::: Reading passage :::

Added llvmgcc version to allow tests to be xfailed by frontend version.

[llvm-complete.git] / lib / Target / X86 / X86RegisterInfo.td

//===- X86RegisterInfo.td - Describe the X86 Register File ------*- C++ -*-===//
// 
//                     The LLVM Compiler Infrastructure
//
// This file was developed by the LLVM research group and is distributed under
// the University of Illinois Open Source License. See LICENSE.TXT for details.
// 
//===----------------------------------------------------------------------===//
//
// This file describes the X86 Register file, defining the registers themselves,
// aliases between the registers, and the register classes built out of the
// registers.
//
//===----------------------------------------------------------------------===//

//===----------------------------------------------------------------------===//
//  Register definitions...
//
let Namespace = "X86" in {

  // In the register alias definitions below, we define which registers alias
  // which others.  We only specify which registers the small registers alias,
  // because the register file generator is smart enough to figure out that
  // AL aliases AX if we tell it that AX aliased AL (for example).

::: Items :::

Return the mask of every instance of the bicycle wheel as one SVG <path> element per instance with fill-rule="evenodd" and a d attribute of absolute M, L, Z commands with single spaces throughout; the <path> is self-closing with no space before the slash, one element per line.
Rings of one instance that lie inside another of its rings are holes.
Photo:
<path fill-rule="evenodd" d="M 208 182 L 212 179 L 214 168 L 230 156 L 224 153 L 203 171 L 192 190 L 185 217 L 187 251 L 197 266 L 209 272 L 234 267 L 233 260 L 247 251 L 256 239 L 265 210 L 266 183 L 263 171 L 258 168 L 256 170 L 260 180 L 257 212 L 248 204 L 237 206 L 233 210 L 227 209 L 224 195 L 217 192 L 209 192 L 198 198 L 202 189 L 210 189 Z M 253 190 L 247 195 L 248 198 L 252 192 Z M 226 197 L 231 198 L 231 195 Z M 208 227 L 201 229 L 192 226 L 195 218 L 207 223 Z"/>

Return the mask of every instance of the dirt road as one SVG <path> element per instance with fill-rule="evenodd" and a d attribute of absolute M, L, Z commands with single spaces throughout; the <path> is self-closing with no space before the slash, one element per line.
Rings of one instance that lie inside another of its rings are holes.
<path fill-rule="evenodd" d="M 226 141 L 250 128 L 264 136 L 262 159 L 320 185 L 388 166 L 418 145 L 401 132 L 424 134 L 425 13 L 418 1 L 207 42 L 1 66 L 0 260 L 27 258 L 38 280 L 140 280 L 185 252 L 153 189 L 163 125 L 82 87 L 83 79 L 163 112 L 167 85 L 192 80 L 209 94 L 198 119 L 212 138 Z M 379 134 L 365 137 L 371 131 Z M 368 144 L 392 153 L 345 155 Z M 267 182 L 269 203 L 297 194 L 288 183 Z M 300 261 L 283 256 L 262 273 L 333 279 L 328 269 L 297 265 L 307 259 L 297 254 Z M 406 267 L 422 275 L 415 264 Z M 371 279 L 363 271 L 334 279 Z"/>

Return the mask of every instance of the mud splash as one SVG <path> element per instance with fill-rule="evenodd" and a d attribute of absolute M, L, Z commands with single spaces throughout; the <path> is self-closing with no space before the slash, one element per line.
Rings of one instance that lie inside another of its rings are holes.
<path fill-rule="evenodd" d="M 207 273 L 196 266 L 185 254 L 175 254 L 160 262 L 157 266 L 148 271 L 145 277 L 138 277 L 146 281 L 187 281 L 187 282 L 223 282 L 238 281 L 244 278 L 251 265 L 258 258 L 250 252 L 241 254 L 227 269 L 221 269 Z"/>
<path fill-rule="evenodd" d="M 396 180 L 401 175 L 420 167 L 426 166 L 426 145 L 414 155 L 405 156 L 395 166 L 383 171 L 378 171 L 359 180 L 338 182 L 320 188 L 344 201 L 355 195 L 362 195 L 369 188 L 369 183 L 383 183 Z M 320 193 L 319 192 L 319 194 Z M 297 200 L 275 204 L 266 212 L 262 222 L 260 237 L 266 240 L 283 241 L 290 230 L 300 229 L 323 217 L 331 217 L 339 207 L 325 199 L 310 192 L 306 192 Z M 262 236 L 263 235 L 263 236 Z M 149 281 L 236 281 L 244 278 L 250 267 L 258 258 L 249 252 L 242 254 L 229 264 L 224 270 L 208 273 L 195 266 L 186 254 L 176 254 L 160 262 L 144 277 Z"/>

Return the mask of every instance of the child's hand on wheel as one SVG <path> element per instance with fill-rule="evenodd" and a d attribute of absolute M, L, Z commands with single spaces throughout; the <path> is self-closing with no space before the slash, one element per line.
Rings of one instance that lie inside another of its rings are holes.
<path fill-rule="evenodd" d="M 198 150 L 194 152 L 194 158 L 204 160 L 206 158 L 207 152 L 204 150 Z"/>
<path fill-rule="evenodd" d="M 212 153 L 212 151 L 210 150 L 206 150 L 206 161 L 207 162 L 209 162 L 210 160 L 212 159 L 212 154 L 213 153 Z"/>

:::

• Set problem:
Can you reproduce word for word the part of the X86 register file description that begins at "[llvm-complete.git] / lib" and stops after "LICENSE.TXT for details."?

• Solution to the exercise:
[llvm-complete.git] / lib / Target / X86 / X86RegisterInfo.td

//===- X86RegisterInfo.td - Describe the X86 Register File ------*- C++ -*-===//
// 
//                     The LLVM Compiler Infrastructure
//
// This file was developed by the LLVM research group and is distributed under
// the University of Illinois Open Source License. See LICENSE.TXT for details.